**TEXT TO READ:**
Embracing Additive Manufacturing

So, what is additive manufacturing, you might ask? Additive manufacturing is a little like the replicators in the Star Trek universe, which allow the captain to order Tea, Earl Grey, hot and have a cup filled with liquid appear fully formed and ready for consumption. We are not quite to that level, but today's 3D printers perform additive manufacturing by taking a 3D model of a object stored in a computer, translating it into a series of very thin layers, and then building the object one layer at a time, stacking up material until the object is ready for use.

tip_4c.eps  3D printers are much like the familiar desktop printer you already use at work or in your home to create copies of documents transmitted electronically or created on your computer, except that a 3D printer creates a solid three-dimensional object out of a variety of materials, not just a simple paper document.

Since the time of Johannes Gutenberg, creating multiple printed documents has brought literacy to the world. Today, when you click the Print button in a word processor application, you merge the functions of writers, stenographers, editors (spellcheck), layout, illumination (coloring and adding in images), and press reproduction all into a single task, and with the click of a few more buttons, you can post the document you create onto the Internet and allow it to be shared, downloaded, and printed out by others all over the world.

**TASK A:** Recast every line of the listing below as a JSON list of strings, one string per line, skipping blank lines and leaving out the pictures.

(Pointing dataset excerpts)
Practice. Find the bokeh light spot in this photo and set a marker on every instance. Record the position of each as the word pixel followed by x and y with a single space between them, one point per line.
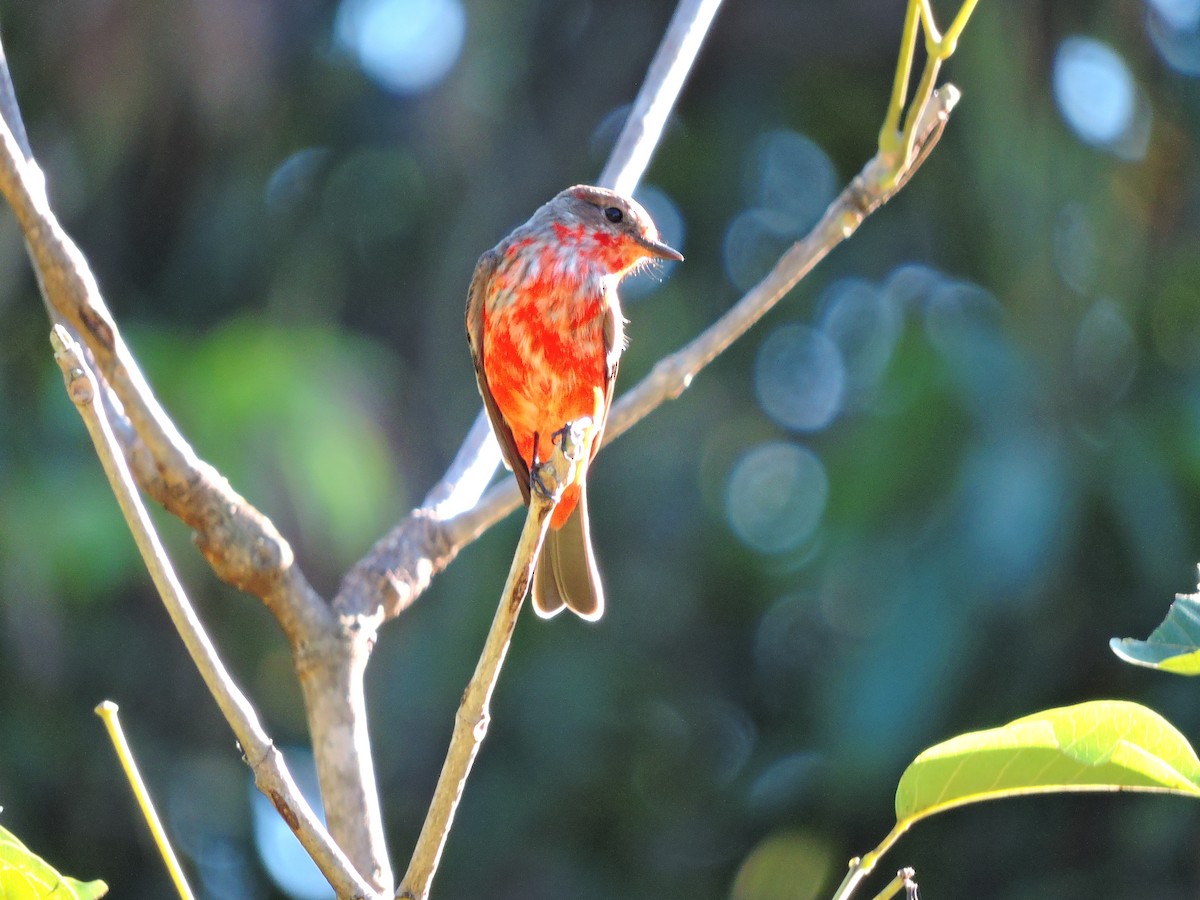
pixel 775 496
pixel 294 179
pixel 1179 15
pixel 1174 28
pixel 864 324
pixel 795 177
pixel 754 241
pixel 799 378
pixel 1105 353
pixel 372 196
pixel 1075 250
pixel 1098 97
pixel 787 865
pixel 406 46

**TASK B:** In the additive manufacturing text, what fictional devices is additive manufacturing compared to?

**CORRECT RESULT A:**
[
  "Practice. Find the bokeh light spot in this photo and set a marker on every instance. Record the position of each as the word pixel followed by x and y with a single space between them, one point per line.",
  "pixel 775 496",
  "pixel 294 179",
  "pixel 1179 15",
  "pixel 1174 28",
  "pixel 864 324",
  "pixel 795 177",
  "pixel 754 241",
  "pixel 799 378",
  "pixel 1105 353",
  "pixel 372 196",
  "pixel 1075 250",
  "pixel 1098 97",
  "pixel 787 865",
  "pixel 406 46"
]

**CORRECT RESULT B:** The replicators in the Star Trek universe.